#### WHAT THE TASK ASKS:
Everything in the listing below should be repeated exactly.
########################################
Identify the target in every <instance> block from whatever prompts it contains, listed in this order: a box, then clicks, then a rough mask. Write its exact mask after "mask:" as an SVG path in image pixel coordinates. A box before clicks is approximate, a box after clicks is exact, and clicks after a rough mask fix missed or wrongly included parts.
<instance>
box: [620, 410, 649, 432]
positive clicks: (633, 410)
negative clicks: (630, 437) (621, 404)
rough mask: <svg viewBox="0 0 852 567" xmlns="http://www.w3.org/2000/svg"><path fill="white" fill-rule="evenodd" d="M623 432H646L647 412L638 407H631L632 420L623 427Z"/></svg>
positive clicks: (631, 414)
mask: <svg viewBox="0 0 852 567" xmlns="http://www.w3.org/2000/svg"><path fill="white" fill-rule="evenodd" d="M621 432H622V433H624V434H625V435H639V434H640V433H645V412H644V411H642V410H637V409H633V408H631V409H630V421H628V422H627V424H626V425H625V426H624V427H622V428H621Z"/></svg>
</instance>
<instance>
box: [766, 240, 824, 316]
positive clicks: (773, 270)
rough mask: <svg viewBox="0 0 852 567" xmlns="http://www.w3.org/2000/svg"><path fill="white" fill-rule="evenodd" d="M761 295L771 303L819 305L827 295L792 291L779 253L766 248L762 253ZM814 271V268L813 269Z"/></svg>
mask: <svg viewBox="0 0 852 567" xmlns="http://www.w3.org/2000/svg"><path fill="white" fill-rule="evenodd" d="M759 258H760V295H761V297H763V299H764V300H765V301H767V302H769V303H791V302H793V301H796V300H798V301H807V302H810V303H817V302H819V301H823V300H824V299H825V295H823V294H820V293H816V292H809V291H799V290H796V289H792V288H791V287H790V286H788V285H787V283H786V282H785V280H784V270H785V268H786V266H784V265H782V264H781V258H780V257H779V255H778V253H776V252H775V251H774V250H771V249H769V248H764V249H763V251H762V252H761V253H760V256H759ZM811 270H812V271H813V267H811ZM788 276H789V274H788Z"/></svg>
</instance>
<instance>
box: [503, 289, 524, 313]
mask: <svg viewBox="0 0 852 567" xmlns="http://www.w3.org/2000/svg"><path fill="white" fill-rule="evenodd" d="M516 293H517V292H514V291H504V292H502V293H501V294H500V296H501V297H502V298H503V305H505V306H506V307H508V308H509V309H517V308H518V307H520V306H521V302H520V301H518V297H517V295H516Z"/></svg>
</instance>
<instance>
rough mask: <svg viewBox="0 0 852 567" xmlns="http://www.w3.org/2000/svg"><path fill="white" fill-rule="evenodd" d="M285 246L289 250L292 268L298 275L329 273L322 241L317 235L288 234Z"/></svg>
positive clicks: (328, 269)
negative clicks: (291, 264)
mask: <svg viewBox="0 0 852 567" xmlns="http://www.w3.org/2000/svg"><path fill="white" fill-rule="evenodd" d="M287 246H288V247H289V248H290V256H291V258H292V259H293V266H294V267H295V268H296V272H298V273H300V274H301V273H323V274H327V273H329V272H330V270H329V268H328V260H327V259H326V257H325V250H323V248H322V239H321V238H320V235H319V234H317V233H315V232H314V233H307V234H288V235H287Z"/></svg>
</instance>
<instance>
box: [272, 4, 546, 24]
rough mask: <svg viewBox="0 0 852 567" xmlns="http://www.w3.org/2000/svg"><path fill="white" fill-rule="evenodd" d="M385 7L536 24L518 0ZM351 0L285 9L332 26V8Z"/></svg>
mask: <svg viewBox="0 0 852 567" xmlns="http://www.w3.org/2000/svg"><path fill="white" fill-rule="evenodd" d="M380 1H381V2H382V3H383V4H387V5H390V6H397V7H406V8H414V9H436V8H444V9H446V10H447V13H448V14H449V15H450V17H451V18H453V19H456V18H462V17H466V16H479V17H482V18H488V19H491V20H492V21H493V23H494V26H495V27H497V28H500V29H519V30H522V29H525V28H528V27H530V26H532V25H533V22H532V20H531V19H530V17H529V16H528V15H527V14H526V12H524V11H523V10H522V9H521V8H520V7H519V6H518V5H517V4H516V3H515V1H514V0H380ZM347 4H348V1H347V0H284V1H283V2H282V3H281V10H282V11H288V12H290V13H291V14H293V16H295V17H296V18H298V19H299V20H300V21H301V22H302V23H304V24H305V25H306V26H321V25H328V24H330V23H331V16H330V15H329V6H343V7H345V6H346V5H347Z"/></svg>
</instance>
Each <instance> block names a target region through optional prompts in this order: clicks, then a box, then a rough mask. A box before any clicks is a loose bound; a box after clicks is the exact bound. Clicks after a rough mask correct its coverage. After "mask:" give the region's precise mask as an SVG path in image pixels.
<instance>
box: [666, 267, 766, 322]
########################################
#### OUTPUT OF THE TASK:
Identify the target in every <instance> block from whatever prompts it contains, listed in this order: a box, then clicks, then a rough mask. Write its exact mask after "mask:" as an SVG path in image pixel coordinates. A box before clicks is approximate, a box after clicks is exact, and clicks after a rough mask fix missed or wrongly included parts.
<instance>
box: [620, 410, 649, 432]
positive clicks: (633, 410)
negative clicks: (630, 437) (621, 404)
rough mask: <svg viewBox="0 0 852 567" xmlns="http://www.w3.org/2000/svg"><path fill="white" fill-rule="evenodd" d="M623 432H646L647 412L638 407H631L632 420L623 427Z"/></svg>
positive clicks: (631, 414)
mask: <svg viewBox="0 0 852 567" xmlns="http://www.w3.org/2000/svg"><path fill="white" fill-rule="evenodd" d="M621 432H622V433H624V434H625V435H639V434H640V433H645V412H644V411H642V410H637V409H633V408H631V409H630V421H628V422H627V424H626V425H625V426H624V427H622V428H621Z"/></svg>
</instance>
<instance>
box: [766, 240, 824, 316]
positive clicks: (773, 270)
rough mask: <svg viewBox="0 0 852 567" xmlns="http://www.w3.org/2000/svg"><path fill="white" fill-rule="evenodd" d="M761 295L771 303L819 305L827 295L792 291L779 253L766 248L762 253ZM814 271V268L813 269Z"/></svg>
mask: <svg viewBox="0 0 852 567" xmlns="http://www.w3.org/2000/svg"><path fill="white" fill-rule="evenodd" d="M759 258H760V295H761V297H763V299H764V300H765V301H767V302H769V303H791V302H793V301H796V300H798V301H807V302H810V303H817V302H819V301H823V300H824V299H825V295H823V294H820V293H816V292H809V291H799V290H796V289H792V288H791V287H790V286H788V285H787V283H786V282H785V280H784V270H785V268H786V266H784V265H782V264H781V258H780V257H779V255H778V253H776V252H775V251H774V250H771V249H769V248H764V249H763V251H762V252H761V253H760V256H759ZM811 270H812V271H813V267H811ZM788 276H789V274H788Z"/></svg>
</instance>
<instance>
box: [503, 289, 524, 313]
mask: <svg viewBox="0 0 852 567" xmlns="http://www.w3.org/2000/svg"><path fill="white" fill-rule="evenodd" d="M516 293H517V292H514V291H504V292H502V293H501V294H500V296H501V297H502V298H503V305H505V306H506V307H508V308H509V309H517V308H518V307H520V306H521V302H520V301H518V297H517V295H516Z"/></svg>
</instance>
<instance>
rough mask: <svg viewBox="0 0 852 567" xmlns="http://www.w3.org/2000/svg"><path fill="white" fill-rule="evenodd" d="M285 246L289 250L292 268L298 275L329 273L322 241L317 235L288 234Z"/></svg>
positive clicks: (328, 269)
negative clicks: (291, 264)
mask: <svg viewBox="0 0 852 567" xmlns="http://www.w3.org/2000/svg"><path fill="white" fill-rule="evenodd" d="M287 246H288V247H289V248H290V256H291V258H292V259H293V266H294V267H295V268H296V272H298V273H300V274H301V273H323V274H327V273H329V272H330V270H329V268H328V260H327V259H326V257H325V250H323V248H322V239H321V238H320V235H319V234H317V233H315V232H314V233H307V234H288V235H287Z"/></svg>
</instance>
<instance>
box: [272, 4, 546, 24]
rough mask: <svg viewBox="0 0 852 567" xmlns="http://www.w3.org/2000/svg"><path fill="white" fill-rule="evenodd" d="M385 7L536 24L518 0ZM351 0L285 9L332 26V8Z"/></svg>
mask: <svg viewBox="0 0 852 567" xmlns="http://www.w3.org/2000/svg"><path fill="white" fill-rule="evenodd" d="M380 1H381V2H382V3H383V4H387V5H390V6H397V7H406V8H414V9H436V8H444V9H446V10H447V13H448V14H449V15H450V17H451V18H453V19H456V18H462V17H466V16H479V17H482V18H488V19H491V20H492V21H493V23H494V26H495V27H497V28H500V29H519V30H522V29H525V28H528V27H530V26H532V25H533V22H532V20H531V19H530V17H529V16H528V15H527V14H526V12H524V11H523V10H522V9H521V8H520V7H519V6H518V5H517V4H516V3H515V1H514V0H380ZM347 4H348V1H347V0H284V1H283V2H282V3H281V10H282V11H288V12H290V13H291V14H293V16H295V17H296V18H298V19H299V20H300V21H301V22H302V23H304V24H305V25H306V26H321V25H328V24H330V23H331V16H330V15H329V6H343V7H345V6H346V5H347Z"/></svg>
</instance>
Each <instance> block names a target region through optional prompts in this order: clicks, then a box, then a rough mask. A box before any clicks is a loose bound; a box after clicks is the exact bound. Clicks after a rough mask correct its coverage. After "mask:" give the region's precise mask as an SVG path in image pixels.
<instance>
box: [666, 267, 766, 322]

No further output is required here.